YOUR OBJECTIVE: An acceptable answer contains each line of the material, unchanged.
++++++++++
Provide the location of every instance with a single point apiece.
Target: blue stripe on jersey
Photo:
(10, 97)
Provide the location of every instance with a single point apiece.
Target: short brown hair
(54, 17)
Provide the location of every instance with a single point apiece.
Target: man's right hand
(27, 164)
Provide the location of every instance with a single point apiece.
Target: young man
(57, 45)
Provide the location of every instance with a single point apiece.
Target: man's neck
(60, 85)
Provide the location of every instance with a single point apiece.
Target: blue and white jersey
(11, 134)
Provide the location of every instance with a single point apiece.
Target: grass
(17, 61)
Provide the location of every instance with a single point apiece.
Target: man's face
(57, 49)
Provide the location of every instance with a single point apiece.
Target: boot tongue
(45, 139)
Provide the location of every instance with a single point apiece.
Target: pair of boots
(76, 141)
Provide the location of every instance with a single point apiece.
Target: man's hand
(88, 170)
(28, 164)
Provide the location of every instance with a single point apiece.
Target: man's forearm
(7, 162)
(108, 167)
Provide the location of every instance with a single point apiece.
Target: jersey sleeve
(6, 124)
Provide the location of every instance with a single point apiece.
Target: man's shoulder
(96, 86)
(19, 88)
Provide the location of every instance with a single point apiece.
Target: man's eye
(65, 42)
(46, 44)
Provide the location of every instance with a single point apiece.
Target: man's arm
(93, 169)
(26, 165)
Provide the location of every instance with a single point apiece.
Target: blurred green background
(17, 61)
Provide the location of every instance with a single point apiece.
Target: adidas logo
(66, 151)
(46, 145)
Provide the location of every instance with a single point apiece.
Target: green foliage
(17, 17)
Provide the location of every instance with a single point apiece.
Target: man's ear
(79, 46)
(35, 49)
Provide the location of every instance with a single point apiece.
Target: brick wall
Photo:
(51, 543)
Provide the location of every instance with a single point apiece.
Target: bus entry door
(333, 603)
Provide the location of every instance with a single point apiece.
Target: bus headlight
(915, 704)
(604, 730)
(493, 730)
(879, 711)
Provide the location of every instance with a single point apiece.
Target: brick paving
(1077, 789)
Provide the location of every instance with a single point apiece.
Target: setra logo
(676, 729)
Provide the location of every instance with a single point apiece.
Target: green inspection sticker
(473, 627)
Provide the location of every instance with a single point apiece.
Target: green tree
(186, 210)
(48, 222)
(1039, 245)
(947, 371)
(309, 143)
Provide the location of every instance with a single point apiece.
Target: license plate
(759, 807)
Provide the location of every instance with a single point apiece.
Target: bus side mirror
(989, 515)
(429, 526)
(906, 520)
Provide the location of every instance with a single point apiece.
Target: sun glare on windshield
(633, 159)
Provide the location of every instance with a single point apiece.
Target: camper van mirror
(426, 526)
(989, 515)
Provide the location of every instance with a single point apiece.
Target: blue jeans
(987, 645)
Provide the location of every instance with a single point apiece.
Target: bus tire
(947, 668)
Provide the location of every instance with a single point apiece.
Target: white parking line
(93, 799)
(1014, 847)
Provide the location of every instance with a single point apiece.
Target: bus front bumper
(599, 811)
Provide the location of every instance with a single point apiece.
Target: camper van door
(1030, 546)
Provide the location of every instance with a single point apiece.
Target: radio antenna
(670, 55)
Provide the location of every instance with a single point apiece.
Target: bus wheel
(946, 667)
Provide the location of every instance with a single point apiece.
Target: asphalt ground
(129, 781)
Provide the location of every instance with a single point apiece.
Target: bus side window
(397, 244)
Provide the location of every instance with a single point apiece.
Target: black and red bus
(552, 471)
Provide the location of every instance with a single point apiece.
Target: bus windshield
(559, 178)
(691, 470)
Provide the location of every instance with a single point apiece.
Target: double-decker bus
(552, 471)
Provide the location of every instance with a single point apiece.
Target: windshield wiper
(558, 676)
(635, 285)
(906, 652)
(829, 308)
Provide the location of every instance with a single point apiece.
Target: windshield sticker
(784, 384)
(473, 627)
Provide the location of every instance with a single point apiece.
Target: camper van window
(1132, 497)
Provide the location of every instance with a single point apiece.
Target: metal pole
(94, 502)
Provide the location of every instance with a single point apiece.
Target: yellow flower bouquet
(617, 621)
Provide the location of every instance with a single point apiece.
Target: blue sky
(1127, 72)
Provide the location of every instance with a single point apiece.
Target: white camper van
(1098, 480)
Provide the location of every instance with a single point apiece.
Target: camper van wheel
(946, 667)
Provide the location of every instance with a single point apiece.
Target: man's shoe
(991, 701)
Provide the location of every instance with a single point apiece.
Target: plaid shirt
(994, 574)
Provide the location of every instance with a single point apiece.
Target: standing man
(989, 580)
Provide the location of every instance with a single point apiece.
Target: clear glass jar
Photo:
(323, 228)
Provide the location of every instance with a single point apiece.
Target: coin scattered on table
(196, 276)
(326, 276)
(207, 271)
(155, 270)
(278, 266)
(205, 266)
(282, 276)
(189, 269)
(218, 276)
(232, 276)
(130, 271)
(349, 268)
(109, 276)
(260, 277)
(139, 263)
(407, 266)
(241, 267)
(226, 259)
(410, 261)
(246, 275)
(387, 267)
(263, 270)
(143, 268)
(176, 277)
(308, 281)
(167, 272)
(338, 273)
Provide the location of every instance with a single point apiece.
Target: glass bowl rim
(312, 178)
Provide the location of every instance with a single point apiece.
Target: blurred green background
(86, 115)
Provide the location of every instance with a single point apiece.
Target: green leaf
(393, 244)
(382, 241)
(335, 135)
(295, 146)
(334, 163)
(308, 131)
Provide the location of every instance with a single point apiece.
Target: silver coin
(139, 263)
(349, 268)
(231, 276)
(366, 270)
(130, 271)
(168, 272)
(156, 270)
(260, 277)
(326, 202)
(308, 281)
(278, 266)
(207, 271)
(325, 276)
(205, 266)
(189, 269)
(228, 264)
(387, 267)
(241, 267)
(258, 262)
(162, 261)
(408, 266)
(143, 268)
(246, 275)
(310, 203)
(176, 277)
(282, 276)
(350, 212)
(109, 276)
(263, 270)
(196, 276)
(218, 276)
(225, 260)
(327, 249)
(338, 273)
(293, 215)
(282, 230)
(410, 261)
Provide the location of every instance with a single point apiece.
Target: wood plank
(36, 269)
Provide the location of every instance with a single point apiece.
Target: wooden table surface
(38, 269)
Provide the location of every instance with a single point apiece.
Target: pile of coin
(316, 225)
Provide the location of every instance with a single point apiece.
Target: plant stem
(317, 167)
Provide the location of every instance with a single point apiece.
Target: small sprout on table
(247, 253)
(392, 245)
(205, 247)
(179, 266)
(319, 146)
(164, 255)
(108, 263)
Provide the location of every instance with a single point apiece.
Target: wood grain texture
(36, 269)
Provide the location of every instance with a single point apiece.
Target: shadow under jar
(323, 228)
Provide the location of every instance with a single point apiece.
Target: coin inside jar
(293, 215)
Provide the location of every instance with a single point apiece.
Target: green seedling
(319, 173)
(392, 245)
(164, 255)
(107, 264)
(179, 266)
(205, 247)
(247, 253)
++++++++++
ANSWER BELOW:
Provide the location of every instance with a single point apiece.
Target: blue stripe on jersey
Photo:
(10, 97)
Provide the location of every instance with a single point apiece.
Target: short brown hair
(54, 17)
Provide the location of every instance with a single point apiece.
Target: man's right hand
(27, 164)
Provide the location of every instance with a single point apiece.
Target: young man
(57, 45)
Provide the location of every instance with a single point apiece.
Target: man's neck
(60, 85)
Provide the location of every instance with a single point apiece.
Target: blue and white jersey
(11, 134)
Provide the location of every instance with a single point apiece.
Target: grass
(17, 61)
Provide the location of every instance with a single point apiece.
Target: man's face
(57, 49)
Provide the location of every instance with a single point apiece.
Target: boot tongue
(45, 139)
Provide the location of every instance with a single point apiece.
Target: pair of boots
(76, 141)
Provide the location of every instance with a single point apiece.
Target: man's hand
(88, 170)
(28, 164)
Provide the location of every instance with a single point apiece.
Target: man's forearm
(7, 162)
(108, 167)
Provide the location of every instance with a single point apiece.
Target: jersey sleeve
(6, 124)
Provide the location of every instance with a single point apiece.
Target: man's shoulder
(96, 86)
(19, 88)
Provide the location of every instance with a single point apiece.
Target: man's eye
(65, 42)
(46, 44)
Provide the location of every instance with a single point apiece.
Target: man's arm
(93, 169)
(26, 165)
Provide the location of every instance with a single point apiece.
Target: blurred green background
(17, 61)
Provide the location of every instance with a single point apiece.
Target: adidas logo
(66, 151)
(46, 145)
Provide the location of every instance with a single point apiece.
Target: green foliage
(17, 17)
Provide the location of every instance with a single point apiece.
Target: man's ear
(79, 46)
(35, 49)
Provide the location of every instance with a single point apiece.
Target: brick wall
Photo:
(51, 543)
Provide the location of every instance with a single point apiece.
Target: bus entry door
(333, 603)
Provide the location of every instance with a single point apiece.
Target: bus headlight
(915, 704)
(604, 730)
(493, 730)
(879, 711)
Provide the location of every instance with a single point apiece.
Target: brick paving
(1077, 789)
Provide the location of every instance with a single point apiece.
Target: setra logo
(676, 729)
Provide the location of every instance with a single point apiece.
Target: green inspection sticker
(473, 627)
Provide the location of every instance with a single point apiece.
Target: green tree
(186, 210)
(48, 222)
(1039, 245)
(947, 371)
(309, 143)
Provide the location of every instance with a single point apiece.
Target: license plate
(759, 807)
Provide the location of every instance with a single point apiece.
Target: bus side mirror
(989, 515)
(429, 526)
(906, 520)
Provide the location of every instance with a single point apiece.
Target: sun glare on windshield
(633, 159)
Provide the location of every instance with a single point apiece.
Target: camper van mirror
(426, 526)
(989, 515)
Provide the location of every instance with a single point apiece.
Target: blue jeans
(987, 645)
Provide the location of every instance with a single point apiece.
Target: bus tire
(947, 668)
Provide the location of every instance with a single point apiece.
Target: white parking line
(93, 799)
(1014, 847)
Provide the location of every instance with a single point apiece.
Target: bus front bumper
(599, 811)
Provide the location of every instance with a single point apiece.
Target: camper van door
(1030, 546)
Provide the location of every instance with a single point apiece.
Target: radio antenna
(670, 55)
Provide the location of every instance with a single point apiece.
Target: bus wheel
(946, 667)
Provide the location of every instance with a single point apiece.
Target: asphalt ground
(129, 781)
Provide the location of every instance with a single point apiece.
Target: bus side window
(397, 244)
Provide the location of every instance with a single point apiece.
Target: black and red bus
(552, 471)
Provide the location of every instance with a single point apiece.
Target: bus windshield
(559, 178)
(691, 470)
Provide the location of every instance with a single point apiece.
Target: double-decker bus
(552, 471)
Provide the location of every instance with a single point apiece.
Target: windshield wiper
(558, 676)
(635, 285)
(906, 652)
(829, 308)
Provide the location of every instance with a single point apiece.
Target: windshield sticker
(784, 384)
(473, 627)
Provide the location of every instance with a single point apiece.
Target: camper van window
(1132, 497)
Provide the location of every instance with a single point apiece.
Target: metal pole
(94, 502)
Provide the location of every instance with a single point apiece.
Target: yellow flower bouquet
(617, 621)
Provide the location of every instance with a single point apiece.
Target: blue sky
(1127, 72)
Provide the location of every instance with a single point apiece.
Target: white camper van
(1098, 480)
Provide the location of every instance with a single point apiece.
Target: camper van wheel
(946, 667)
Provide the location of every instance with a single point apiece.
Target: man's shoe
(991, 701)
Provide the location of every instance with a single point apiece.
Target: plaid shirt
(994, 574)
Provide the location of every instance with a single point apiece.
Target: standing man
(989, 580)
Provide the location of every instance with a single point apiece.
Target: clear glass jar
Photo:
(323, 228)
Provide the location of every instance with a single point apiece.
Target: coin scattered on table
(196, 276)
(326, 276)
(207, 271)
(155, 270)
(278, 266)
(205, 266)
(282, 276)
(189, 269)
(218, 276)
(232, 276)
(130, 271)
(349, 268)
(109, 276)
(260, 277)
(139, 263)
(407, 266)
(241, 267)
(226, 259)
(410, 261)
(246, 275)
(387, 267)
(263, 270)
(143, 268)
(176, 277)
(308, 281)
(167, 272)
(338, 273)
Provide the location of every instance with a single point apiece.
Target: glass bowl rim
(312, 178)
Provide the location of every instance with a single point apiece.
Target: blurred green background
(86, 115)
Provide the location of every instance with a single point apiece.
Target: green leaf
(393, 244)
(382, 241)
(335, 135)
(295, 146)
(334, 163)
(308, 131)
Provide the location of every instance with a single point apiece.
Target: silver coin
(139, 263)
(349, 268)
(231, 276)
(366, 270)
(130, 271)
(168, 272)
(156, 270)
(260, 277)
(326, 202)
(308, 281)
(278, 266)
(207, 271)
(325, 276)
(205, 266)
(189, 269)
(228, 264)
(387, 267)
(241, 267)
(258, 262)
(162, 261)
(408, 266)
(143, 268)
(246, 275)
(310, 203)
(176, 277)
(282, 276)
(350, 212)
(109, 276)
(263, 270)
(196, 276)
(218, 276)
(225, 260)
(327, 249)
(338, 273)
(293, 215)
(282, 230)
(410, 261)
Provide the location of every instance with a single point apiece.
Target: wood plank
(36, 269)
Provide the location of every instance with a single point apiece.
Target: wooden table surface
(38, 269)
Provide the location of every instance with a single point apiece.
Target: pile of coin
(316, 225)
Provide the location of every instance with a single point apiece.
Target: plant stem
(317, 167)
Provide the location of every instance with a single point apiece.
Target: small sprout on table
(247, 253)
(392, 245)
(205, 247)
(179, 266)
(319, 146)
(164, 255)
(108, 263)
Provide the location of every instance with a single point apiece.
Target: wood grain texture
(36, 269)
Provide the location of every instance with a single point apiece.
Target: shadow under jar
(323, 228)
Provide the location of every instance with a single point apiece.
Target: coin inside jar
(293, 215)
Provide the location of every instance with a single point apiece.
Target: green seedling
(319, 173)
(392, 245)
(164, 255)
(107, 264)
(179, 266)
(205, 247)
(247, 253)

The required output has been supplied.